▸ Problem
Copy out every line of the material below, keeping each character and line break unchanged.

[Point annotation dataset records]
= = = = =

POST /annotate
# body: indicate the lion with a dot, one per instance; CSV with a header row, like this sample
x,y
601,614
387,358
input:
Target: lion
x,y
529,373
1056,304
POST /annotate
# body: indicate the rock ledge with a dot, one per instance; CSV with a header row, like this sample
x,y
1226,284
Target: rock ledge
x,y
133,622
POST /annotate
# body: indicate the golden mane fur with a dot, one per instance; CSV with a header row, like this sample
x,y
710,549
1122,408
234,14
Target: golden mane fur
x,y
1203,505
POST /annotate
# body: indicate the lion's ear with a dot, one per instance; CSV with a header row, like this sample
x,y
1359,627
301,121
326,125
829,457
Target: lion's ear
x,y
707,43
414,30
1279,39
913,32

= = = = =

▸ Full output
POST /annotate
# body: indicate the lion with a dot, one per instance; CSV with a header row, like this sample
x,y
601,614
387,358
input:
Target: lion
x,y
529,373
1056,304
POST /annotate
# body: indicate the rock ledge with a dot, one per instance; CSV with a header row, like this sample
x,y
1226,284
Target: rock ledge
x,y
133,622
POST /annotate
# body: indicate the golden mane fur with a dot, one per instance; CSV with a header row, like this sample
x,y
710,549
1122,408
234,14
Target: golden mane fur
x,y
1203,505
POST /annotate
# body: indicate the lion's ear with a dot, one per instance; CSV with a header row, like this sample
x,y
1359,627
301,121
326,125
829,457
Target: lion's ear
x,y
707,43
414,30
1279,39
913,32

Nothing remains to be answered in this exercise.